### JOB
Report how many lines in the entries below contain the string "mountain", with case counting. Give only the number.

### MATERIAL SHOWN
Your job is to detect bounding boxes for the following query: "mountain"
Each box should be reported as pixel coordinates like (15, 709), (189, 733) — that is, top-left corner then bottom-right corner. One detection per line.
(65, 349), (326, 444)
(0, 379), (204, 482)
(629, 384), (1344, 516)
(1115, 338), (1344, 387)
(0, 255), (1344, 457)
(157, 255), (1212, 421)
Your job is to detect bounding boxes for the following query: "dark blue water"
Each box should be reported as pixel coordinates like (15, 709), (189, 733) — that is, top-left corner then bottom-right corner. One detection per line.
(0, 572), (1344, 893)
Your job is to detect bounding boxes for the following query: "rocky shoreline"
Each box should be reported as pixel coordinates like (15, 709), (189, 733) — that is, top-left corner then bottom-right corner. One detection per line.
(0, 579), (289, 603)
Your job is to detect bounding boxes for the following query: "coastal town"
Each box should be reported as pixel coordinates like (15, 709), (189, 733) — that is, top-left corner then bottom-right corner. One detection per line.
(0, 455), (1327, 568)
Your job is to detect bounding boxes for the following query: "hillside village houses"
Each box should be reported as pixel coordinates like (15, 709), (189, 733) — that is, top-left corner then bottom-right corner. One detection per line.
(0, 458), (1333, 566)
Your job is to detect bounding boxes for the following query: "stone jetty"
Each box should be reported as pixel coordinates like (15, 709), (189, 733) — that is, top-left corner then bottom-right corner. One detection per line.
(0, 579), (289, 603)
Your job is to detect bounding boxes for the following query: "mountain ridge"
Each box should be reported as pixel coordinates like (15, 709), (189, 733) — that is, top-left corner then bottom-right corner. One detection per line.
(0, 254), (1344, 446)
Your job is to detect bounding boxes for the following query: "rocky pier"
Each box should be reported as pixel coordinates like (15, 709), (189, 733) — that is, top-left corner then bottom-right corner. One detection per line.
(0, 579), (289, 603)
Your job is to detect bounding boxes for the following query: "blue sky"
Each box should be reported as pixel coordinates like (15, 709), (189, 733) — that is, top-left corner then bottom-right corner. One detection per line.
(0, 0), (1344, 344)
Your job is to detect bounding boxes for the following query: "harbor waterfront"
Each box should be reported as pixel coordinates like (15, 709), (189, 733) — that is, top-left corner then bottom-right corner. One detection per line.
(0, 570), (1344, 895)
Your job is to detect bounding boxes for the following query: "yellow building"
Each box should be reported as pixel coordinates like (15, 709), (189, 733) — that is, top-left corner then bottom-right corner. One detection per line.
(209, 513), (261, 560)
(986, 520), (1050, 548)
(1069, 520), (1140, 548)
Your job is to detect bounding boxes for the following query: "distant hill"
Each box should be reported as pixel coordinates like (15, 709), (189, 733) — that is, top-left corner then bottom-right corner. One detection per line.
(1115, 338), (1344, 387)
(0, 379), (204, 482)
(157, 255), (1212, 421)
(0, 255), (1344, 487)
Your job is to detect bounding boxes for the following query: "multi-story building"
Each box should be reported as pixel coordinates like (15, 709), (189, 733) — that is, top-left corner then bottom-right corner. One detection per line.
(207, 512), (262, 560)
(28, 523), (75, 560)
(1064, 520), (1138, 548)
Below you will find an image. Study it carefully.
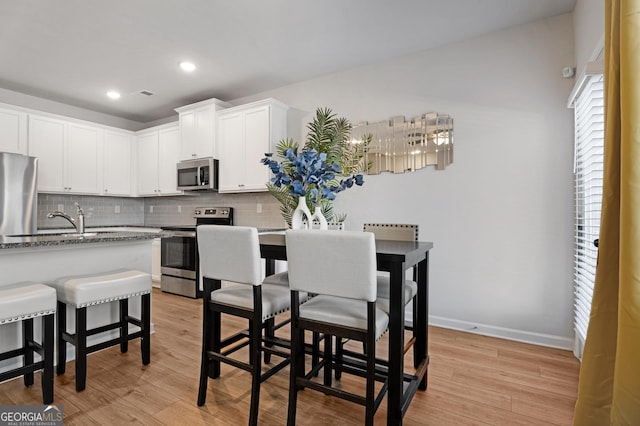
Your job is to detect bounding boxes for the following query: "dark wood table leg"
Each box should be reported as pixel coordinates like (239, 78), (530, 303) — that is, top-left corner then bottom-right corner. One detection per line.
(387, 263), (404, 425)
(413, 253), (429, 390)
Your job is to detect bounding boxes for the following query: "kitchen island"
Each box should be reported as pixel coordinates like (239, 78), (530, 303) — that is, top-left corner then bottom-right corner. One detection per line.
(0, 229), (164, 370)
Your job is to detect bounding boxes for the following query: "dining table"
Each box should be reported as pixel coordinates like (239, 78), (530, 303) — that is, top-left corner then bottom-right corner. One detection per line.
(259, 233), (433, 425)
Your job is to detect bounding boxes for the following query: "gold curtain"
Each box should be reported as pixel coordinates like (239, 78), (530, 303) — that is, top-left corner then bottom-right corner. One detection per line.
(574, 0), (640, 426)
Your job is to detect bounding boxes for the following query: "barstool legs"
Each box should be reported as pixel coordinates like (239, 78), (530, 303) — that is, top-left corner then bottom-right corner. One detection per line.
(42, 314), (54, 404)
(56, 293), (151, 392)
(75, 308), (87, 392)
(140, 293), (151, 365)
(22, 318), (33, 386)
(56, 302), (67, 375)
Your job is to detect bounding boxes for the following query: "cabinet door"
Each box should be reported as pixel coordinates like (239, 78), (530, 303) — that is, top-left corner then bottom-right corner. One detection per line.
(179, 105), (215, 160)
(0, 108), (27, 154)
(180, 110), (196, 160)
(103, 130), (132, 195)
(66, 123), (103, 194)
(137, 132), (158, 195)
(158, 127), (182, 195)
(242, 106), (271, 191)
(218, 112), (244, 192)
(29, 115), (67, 192)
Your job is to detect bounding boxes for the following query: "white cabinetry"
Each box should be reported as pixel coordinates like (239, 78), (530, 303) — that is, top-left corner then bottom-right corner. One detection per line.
(217, 99), (288, 192)
(137, 126), (183, 196)
(0, 108), (27, 154)
(102, 130), (133, 196)
(28, 115), (102, 194)
(66, 123), (103, 194)
(176, 99), (229, 160)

### TASK RESPONSE
2